Activity> From the line containing "Objective — one dot per instance of the man" onward to the last line of the data below, copy each line exactly and add nothing.

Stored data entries

---

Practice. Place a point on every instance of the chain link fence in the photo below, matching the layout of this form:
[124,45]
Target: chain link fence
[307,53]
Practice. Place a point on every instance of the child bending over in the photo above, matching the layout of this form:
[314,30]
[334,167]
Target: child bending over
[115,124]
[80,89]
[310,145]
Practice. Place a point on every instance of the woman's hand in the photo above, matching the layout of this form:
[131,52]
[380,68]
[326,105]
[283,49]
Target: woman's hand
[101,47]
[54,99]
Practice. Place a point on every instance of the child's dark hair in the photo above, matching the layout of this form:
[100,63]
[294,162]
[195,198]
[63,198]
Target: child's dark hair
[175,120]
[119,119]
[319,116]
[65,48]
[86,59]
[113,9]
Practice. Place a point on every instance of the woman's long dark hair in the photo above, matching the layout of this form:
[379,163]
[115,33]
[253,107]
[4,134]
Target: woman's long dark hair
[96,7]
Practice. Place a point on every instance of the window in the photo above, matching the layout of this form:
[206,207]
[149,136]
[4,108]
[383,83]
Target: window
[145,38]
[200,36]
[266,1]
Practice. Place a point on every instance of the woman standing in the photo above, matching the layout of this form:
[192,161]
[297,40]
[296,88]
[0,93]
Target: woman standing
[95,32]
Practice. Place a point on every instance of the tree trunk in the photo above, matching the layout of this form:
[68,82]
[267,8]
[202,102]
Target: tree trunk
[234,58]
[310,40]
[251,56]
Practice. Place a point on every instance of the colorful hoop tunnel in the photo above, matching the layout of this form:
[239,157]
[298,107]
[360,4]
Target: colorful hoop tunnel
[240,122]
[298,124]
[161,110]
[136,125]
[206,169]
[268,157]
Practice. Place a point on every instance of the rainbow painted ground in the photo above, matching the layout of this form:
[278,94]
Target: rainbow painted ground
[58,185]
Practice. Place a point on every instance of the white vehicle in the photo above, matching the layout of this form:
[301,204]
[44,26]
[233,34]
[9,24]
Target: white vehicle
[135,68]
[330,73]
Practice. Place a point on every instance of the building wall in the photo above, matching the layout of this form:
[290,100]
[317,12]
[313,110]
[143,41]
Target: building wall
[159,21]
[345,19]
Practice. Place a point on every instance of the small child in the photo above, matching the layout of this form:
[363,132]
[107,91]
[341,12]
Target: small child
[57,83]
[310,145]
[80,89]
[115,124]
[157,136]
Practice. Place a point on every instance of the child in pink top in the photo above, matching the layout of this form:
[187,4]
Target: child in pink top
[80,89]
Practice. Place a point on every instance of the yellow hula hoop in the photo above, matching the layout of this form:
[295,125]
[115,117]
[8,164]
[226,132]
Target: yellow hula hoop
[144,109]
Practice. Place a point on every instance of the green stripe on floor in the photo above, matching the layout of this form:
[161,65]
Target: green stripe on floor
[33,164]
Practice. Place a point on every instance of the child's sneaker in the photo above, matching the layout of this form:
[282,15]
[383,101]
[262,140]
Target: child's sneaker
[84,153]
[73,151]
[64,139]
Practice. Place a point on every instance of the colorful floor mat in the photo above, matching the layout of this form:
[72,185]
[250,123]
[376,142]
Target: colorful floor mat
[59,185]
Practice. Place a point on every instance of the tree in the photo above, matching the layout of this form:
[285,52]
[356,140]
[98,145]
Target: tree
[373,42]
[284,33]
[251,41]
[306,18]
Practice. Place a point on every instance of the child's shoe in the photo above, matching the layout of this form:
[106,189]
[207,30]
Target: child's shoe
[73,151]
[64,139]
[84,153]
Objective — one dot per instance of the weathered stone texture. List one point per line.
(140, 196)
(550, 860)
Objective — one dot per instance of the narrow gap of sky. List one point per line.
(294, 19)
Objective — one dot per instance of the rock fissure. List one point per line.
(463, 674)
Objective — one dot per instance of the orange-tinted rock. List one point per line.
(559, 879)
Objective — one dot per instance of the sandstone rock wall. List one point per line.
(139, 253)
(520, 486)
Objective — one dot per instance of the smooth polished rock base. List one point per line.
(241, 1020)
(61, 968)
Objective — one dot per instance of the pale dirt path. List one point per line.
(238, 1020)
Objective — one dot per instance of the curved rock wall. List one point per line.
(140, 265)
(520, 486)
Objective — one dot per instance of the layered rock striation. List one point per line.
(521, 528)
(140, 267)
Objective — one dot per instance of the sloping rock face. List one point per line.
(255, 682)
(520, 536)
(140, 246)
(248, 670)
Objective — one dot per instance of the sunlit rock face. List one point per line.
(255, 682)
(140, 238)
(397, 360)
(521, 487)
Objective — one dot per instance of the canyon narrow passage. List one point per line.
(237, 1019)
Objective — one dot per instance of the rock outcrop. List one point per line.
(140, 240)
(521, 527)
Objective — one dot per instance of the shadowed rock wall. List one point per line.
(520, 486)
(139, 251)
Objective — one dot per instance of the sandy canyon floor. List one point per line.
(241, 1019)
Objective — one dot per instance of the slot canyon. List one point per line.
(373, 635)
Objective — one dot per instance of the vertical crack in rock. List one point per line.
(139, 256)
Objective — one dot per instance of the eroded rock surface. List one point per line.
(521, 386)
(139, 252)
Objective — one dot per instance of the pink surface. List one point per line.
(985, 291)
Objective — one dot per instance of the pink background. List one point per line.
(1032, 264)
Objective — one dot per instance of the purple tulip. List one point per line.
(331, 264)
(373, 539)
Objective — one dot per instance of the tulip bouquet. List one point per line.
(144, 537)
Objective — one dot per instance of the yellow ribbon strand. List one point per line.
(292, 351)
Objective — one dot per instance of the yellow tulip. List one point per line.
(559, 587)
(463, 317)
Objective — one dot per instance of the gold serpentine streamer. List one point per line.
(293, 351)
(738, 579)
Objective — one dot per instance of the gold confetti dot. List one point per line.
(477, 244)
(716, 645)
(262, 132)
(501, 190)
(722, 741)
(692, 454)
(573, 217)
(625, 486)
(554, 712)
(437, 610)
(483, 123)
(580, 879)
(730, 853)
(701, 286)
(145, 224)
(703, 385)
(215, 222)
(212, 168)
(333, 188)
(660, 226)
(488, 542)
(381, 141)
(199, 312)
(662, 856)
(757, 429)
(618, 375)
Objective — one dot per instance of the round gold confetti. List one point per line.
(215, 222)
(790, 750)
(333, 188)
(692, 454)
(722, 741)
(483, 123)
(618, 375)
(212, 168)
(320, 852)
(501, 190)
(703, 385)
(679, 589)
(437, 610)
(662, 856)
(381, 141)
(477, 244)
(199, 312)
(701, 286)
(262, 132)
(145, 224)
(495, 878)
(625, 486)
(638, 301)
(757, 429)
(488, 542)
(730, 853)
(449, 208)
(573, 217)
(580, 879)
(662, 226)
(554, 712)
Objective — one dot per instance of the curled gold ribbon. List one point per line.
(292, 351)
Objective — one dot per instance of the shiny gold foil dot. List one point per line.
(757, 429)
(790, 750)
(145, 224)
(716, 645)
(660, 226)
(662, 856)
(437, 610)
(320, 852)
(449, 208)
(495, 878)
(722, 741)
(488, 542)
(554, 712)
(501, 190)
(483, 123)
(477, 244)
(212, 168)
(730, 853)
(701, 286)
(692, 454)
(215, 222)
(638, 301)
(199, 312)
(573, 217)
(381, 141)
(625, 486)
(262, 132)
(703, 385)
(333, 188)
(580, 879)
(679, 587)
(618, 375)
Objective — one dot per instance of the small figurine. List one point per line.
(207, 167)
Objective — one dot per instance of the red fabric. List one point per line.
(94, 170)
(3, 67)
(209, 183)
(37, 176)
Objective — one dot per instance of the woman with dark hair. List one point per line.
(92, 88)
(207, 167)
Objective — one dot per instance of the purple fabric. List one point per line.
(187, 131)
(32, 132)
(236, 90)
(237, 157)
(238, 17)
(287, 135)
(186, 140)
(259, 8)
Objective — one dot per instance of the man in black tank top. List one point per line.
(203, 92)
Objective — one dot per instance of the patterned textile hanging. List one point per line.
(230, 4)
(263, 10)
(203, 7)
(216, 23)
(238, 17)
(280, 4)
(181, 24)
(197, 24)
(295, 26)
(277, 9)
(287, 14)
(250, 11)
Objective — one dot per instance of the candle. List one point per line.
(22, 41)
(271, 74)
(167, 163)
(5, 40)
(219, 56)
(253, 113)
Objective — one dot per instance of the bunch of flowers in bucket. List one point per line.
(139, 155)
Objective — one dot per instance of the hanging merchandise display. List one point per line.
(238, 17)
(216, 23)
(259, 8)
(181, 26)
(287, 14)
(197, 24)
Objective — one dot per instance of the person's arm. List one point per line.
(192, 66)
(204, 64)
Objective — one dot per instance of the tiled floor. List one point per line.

---

Completed task>
Objective — one dot per instance of the man in black tank top. List one point per line.
(203, 92)
Objective — one dot per instance of the patterned textile hanging. List one point per line.
(230, 4)
(263, 10)
(203, 7)
(216, 23)
(238, 17)
(280, 4)
(181, 24)
(197, 24)
(295, 26)
(277, 9)
(287, 14)
(250, 11)
Objective — one dot per instance of the candle. List one point per line.
(22, 41)
(271, 74)
(167, 163)
(5, 40)
(219, 56)
(253, 113)
Objective — one dot per instance of the bunch of flowers in bucket. List one point per line.
(139, 155)
Objective — one dot per instance of the hanging merchandise display. List one point per line.
(238, 17)
(216, 23)
(259, 8)
(181, 26)
(287, 14)
(197, 24)
Objective — one dot per instance of the person's arm. List one point per line.
(192, 66)
(204, 64)
Objective — one dot per instance of the tiled floor. List one point per line.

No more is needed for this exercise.